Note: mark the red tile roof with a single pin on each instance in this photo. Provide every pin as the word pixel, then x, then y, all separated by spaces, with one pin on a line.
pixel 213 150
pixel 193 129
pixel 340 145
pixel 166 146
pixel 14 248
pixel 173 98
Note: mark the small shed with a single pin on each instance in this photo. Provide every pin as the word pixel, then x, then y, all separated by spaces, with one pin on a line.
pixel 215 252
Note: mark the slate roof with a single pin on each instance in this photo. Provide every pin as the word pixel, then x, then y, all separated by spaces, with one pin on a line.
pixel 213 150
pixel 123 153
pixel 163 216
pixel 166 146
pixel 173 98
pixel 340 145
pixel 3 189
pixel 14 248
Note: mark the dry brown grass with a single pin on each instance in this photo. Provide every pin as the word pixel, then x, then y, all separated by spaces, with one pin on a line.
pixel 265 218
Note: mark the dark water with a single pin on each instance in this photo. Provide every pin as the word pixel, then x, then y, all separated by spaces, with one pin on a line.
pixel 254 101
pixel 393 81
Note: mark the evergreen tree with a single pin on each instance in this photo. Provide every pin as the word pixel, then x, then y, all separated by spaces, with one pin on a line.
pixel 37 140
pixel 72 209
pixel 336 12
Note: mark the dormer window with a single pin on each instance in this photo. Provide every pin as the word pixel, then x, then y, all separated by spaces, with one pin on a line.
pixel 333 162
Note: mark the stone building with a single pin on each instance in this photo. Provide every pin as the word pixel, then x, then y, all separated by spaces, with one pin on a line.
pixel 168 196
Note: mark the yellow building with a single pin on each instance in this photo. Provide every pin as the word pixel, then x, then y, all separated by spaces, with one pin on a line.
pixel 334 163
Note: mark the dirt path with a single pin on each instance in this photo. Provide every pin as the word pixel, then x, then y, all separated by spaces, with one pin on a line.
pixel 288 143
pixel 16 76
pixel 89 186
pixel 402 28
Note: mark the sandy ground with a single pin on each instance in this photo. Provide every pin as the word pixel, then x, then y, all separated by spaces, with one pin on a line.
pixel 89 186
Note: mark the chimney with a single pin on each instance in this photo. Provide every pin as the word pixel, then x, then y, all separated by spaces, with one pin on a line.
........
The data must be retyped in full, exactly as it reads.

Note: mark the red tile roof with a single pin on each instance in this photo. Provide every pin as the word pixel, then x, then y, all separated by spaces, with one pin on a line.
pixel 213 150
pixel 193 129
pixel 340 145
pixel 166 146
pixel 14 248
pixel 173 98
Note: mark the small shed with a single pin on each instance in this photo. Provide every pin as the word pixel, then x, then y, all separated by spaces, with one pin on a line.
pixel 215 252
Note: mark the slate roof with a single pin on each instance in this photo. Provide every pin as the word pixel, then x, then y, all separated by spaces, with one pin on a line.
pixel 213 150
pixel 123 153
pixel 163 216
pixel 166 146
pixel 173 98
pixel 340 145
pixel 3 189
pixel 14 248
Note: mark the dry brown grass with a single pin on each instance in this photo. Provide every pin as the word pixel, then x, then y, all separated by spaces, with one pin on a line.
pixel 265 218
Note: mark the dark water with a single pin on each instance in this photo. Provide every pin as the word pixel, then x, then y, all separated by spaces, with one pin on a line.
pixel 254 101
pixel 393 81
Note: mark the evergreen tree with a single pin on each instance in this photo. Provide every pin as the word pixel, then x, then y, all separated by spaces, with one pin on a line.
pixel 37 140
pixel 72 209
pixel 336 12
Note: mark the dormer window with a single pin on each instance in this photo. Provide every pin as the word pixel, then x, then y, all separated by spaces, with one pin on a line.
pixel 333 162
Note: mark the stone building with a single pin on each instance in this photo. Provide every pin as the word pixel, then x, then y, all separated by spaces, with one pin on a line.
pixel 168 196
Note: mark the yellow building with a single pin on each instance in this photo. Provide every pin as the word pixel, then x, then y, all separated by spaces, with one pin on a line.
pixel 334 163
Note: mark the dirt path with a single pin on each instance in this photo. Provide every pin as the word pixel, then x, then y, all separated by spaces, with one pin on a line.
pixel 288 143
pixel 16 76
pixel 89 186
pixel 402 28
Note: mark the sandy ground with a single pin on each instance in this photo. Provide every pin as the word pixel, then x, then y, all separated by spaces, with one pin on a line.
pixel 89 186
Note: mark the chimney with a single pin on each instance in this photo. Provide every pin as the word pixel, then x, then y, all separated by spaces, with one pin on a line.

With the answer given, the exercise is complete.